LISTED RECORDS:
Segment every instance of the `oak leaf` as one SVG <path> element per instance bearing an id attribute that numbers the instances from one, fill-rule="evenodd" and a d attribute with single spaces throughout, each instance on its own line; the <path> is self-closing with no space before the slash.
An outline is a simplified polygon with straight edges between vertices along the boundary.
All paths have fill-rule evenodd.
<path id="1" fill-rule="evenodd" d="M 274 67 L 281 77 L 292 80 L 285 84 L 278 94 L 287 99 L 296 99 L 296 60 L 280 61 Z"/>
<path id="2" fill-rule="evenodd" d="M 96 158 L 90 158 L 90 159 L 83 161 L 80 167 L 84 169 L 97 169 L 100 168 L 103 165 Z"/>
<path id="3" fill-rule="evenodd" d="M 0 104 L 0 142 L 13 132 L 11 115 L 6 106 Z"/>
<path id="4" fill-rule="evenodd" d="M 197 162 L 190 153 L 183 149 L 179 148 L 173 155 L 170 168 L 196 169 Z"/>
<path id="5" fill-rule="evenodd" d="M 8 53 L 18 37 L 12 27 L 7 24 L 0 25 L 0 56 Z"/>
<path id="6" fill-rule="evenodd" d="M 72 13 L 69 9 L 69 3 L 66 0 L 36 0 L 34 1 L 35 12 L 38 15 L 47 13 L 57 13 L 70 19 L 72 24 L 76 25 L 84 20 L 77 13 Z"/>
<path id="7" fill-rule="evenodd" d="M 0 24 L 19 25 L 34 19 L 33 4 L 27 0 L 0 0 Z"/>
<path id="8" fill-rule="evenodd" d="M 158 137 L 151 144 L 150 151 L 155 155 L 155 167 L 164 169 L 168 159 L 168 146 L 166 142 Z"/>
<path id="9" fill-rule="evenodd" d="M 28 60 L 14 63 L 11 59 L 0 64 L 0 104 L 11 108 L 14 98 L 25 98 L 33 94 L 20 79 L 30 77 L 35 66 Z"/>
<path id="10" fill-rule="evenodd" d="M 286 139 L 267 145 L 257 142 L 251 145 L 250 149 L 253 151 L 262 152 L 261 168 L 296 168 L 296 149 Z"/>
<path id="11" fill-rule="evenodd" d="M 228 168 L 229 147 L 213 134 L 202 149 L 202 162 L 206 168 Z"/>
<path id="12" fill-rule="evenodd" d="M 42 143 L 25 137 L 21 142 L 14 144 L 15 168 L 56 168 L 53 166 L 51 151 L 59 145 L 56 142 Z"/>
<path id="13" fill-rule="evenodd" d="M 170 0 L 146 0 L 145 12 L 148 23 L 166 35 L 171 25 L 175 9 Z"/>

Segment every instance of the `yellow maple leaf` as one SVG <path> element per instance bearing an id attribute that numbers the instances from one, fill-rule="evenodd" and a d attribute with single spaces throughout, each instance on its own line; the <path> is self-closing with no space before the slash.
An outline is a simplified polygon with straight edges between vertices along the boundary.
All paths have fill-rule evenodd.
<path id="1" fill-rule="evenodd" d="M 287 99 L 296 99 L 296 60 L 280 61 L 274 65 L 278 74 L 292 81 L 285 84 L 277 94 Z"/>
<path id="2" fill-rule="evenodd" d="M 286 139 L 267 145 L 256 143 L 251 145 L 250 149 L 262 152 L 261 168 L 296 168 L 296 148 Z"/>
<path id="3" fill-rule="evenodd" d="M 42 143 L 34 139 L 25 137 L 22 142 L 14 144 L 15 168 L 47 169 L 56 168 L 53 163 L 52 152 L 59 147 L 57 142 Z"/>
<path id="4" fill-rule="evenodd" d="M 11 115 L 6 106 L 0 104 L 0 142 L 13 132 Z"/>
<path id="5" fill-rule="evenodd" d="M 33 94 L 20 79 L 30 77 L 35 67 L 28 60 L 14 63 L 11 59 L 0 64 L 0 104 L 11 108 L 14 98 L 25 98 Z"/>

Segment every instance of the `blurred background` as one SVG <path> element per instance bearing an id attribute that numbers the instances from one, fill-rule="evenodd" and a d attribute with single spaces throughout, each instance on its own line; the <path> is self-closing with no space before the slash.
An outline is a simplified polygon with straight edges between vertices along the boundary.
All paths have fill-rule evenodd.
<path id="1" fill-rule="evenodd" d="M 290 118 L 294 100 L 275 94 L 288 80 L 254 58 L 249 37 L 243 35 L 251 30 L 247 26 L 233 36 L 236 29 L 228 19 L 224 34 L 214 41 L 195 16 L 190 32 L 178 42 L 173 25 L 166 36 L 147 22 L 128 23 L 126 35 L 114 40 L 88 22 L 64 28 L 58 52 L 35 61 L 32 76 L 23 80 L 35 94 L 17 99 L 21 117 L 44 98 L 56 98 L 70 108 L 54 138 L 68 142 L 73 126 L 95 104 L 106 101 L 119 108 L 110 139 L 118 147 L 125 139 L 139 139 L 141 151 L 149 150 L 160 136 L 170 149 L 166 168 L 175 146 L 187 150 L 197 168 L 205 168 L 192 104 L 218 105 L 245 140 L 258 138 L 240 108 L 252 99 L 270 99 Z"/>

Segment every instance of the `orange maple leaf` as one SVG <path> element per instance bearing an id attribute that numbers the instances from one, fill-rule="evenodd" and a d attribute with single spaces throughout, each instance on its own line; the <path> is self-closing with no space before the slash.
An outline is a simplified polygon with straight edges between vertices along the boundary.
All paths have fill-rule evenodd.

TASK GOAL:
Rewrite all of the material above, changing "straight edges" to "line segments" wherever it occurs and keeping everything else the same.

SOLUTION TO THE EXERCISE:
Segment every instance of the `oak leaf` as one SVG <path> element per instance bearing an id attribute that numbers the instances from one, fill-rule="evenodd" and a d attribute with single spaces throughout, each instance on its own line; the <path> is self-closing with no space before the slash.
An outline is a simplified polygon with line segments between vertices along the boundary.
All paths have fill-rule evenodd.
<path id="1" fill-rule="evenodd" d="M 274 67 L 281 77 L 292 80 L 285 84 L 278 94 L 287 99 L 296 99 L 296 60 L 280 61 Z"/>
<path id="2" fill-rule="evenodd" d="M 96 158 L 90 158 L 90 159 L 83 161 L 80 167 L 84 169 L 97 169 L 100 168 L 103 165 Z"/>
<path id="3" fill-rule="evenodd" d="M 0 104 L 0 142 L 13 132 L 11 115 L 6 106 Z"/>
<path id="4" fill-rule="evenodd" d="M 197 162 L 190 153 L 183 149 L 179 148 L 173 155 L 170 168 L 196 169 Z"/>
<path id="5" fill-rule="evenodd" d="M 8 53 L 18 37 L 12 27 L 7 24 L 0 25 L 0 56 Z"/>
<path id="6" fill-rule="evenodd" d="M 72 13 L 69 9 L 69 3 L 66 0 L 36 0 L 34 1 L 35 12 L 38 15 L 47 13 L 57 13 L 70 19 L 72 24 L 76 25 L 84 20 L 77 13 Z"/>
<path id="7" fill-rule="evenodd" d="M 0 24 L 19 25 L 34 19 L 33 4 L 27 0 L 0 0 Z"/>
<path id="8" fill-rule="evenodd" d="M 158 137 L 151 144 L 150 151 L 155 155 L 155 167 L 164 169 L 168 159 L 168 146 L 166 142 Z"/>
<path id="9" fill-rule="evenodd" d="M 28 60 L 14 63 L 11 59 L 0 64 L 0 104 L 11 108 L 14 98 L 25 98 L 33 94 L 20 79 L 30 77 L 35 66 Z"/>
<path id="10" fill-rule="evenodd" d="M 286 139 L 267 145 L 257 142 L 251 145 L 250 149 L 253 151 L 262 152 L 261 168 L 296 168 L 296 149 Z"/>
<path id="11" fill-rule="evenodd" d="M 228 168 L 229 147 L 213 134 L 202 149 L 202 162 L 206 168 Z"/>
<path id="12" fill-rule="evenodd" d="M 42 143 L 25 137 L 21 142 L 14 144 L 15 168 L 56 168 L 53 166 L 51 151 L 59 145 L 56 142 Z"/>
<path id="13" fill-rule="evenodd" d="M 170 0 L 146 0 L 145 12 L 148 23 L 166 35 L 171 25 L 175 9 Z"/>

Segment every instance of the `yellow maple leaf` as one SVG <path> element per instance bearing an id attribute that numbers the instances from one, fill-rule="evenodd" and a d attribute with single spaces throughout, each instance on its own line; the <path> is self-closing with no space before the slash.
An outline is a simplified polygon with line segments between vertices along the boundary.
All paths have fill-rule evenodd.
<path id="1" fill-rule="evenodd" d="M 287 99 L 296 99 L 296 60 L 280 61 L 274 65 L 278 74 L 292 81 L 285 84 L 277 94 Z"/>
<path id="2" fill-rule="evenodd" d="M 286 139 L 267 145 L 256 143 L 251 145 L 250 149 L 262 152 L 261 168 L 296 168 L 296 148 Z"/>
<path id="3" fill-rule="evenodd" d="M 42 143 L 34 139 L 25 137 L 22 142 L 14 144 L 15 168 L 47 169 L 56 168 L 53 163 L 52 152 L 59 147 L 57 142 Z"/>
<path id="4" fill-rule="evenodd" d="M 11 115 L 6 106 L 0 104 L 0 142 L 13 132 Z"/>
<path id="5" fill-rule="evenodd" d="M 33 94 L 20 79 L 30 77 L 35 67 L 28 60 L 14 63 L 11 59 L 0 64 L 0 104 L 11 108 L 14 98 L 25 98 Z"/>

Segment every instance of the `blurred background` as one SVG <path> element per instance bearing an id attribute that numbers the instances from one, fill-rule="evenodd" and a d attribute with single spaces throughout, each instance on its own line; the <path> is self-closing with no space before the slash.
An outline is a simplified polygon with line segments between vertices along the boundary.
All paths have fill-rule evenodd.
<path id="1" fill-rule="evenodd" d="M 290 118 L 294 100 L 275 94 L 288 80 L 254 58 L 249 37 L 243 35 L 251 30 L 247 26 L 233 36 L 236 29 L 228 19 L 224 34 L 214 41 L 195 16 L 190 32 L 178 42 L 173 25 L 166 36 L 147 22 L 128 23 L 126 35 L 114 40 L 88 22 L 64 28 L 58 52 L 35 61 L 32 76 L 23 80 L 35 94 L 17 99 L 21 117 L 44 98 L 56 98 L 70 108 L 54 138 L 68 142 L 73 126 L 95 104 L 106 101 L 119 108 L 110 139 L 118 147 L 125 139 L 139 139 L 141 151 L 149 150 L 160 136 L 170 149 L 166 168 L 175 146 L 187 150 L 197 168 L 205 168 L 192 104 L 218 105 L 245 140 L 258 138 L 240 108 L 252 99 L 270 99 Z"/>

Segment every instance of the `orange maple leaf` as one SVG <path> element per instance bearing an id attribute that numbers the instances from one, fill-rule="evenodd" and a d attribute with single spaces throughout, each instance on its own line; the <path> is self-closing with no space before the slash.
An outline is a simplified polygon with line segments between vertices along the boundary.
All paths have fill-rule evenodd.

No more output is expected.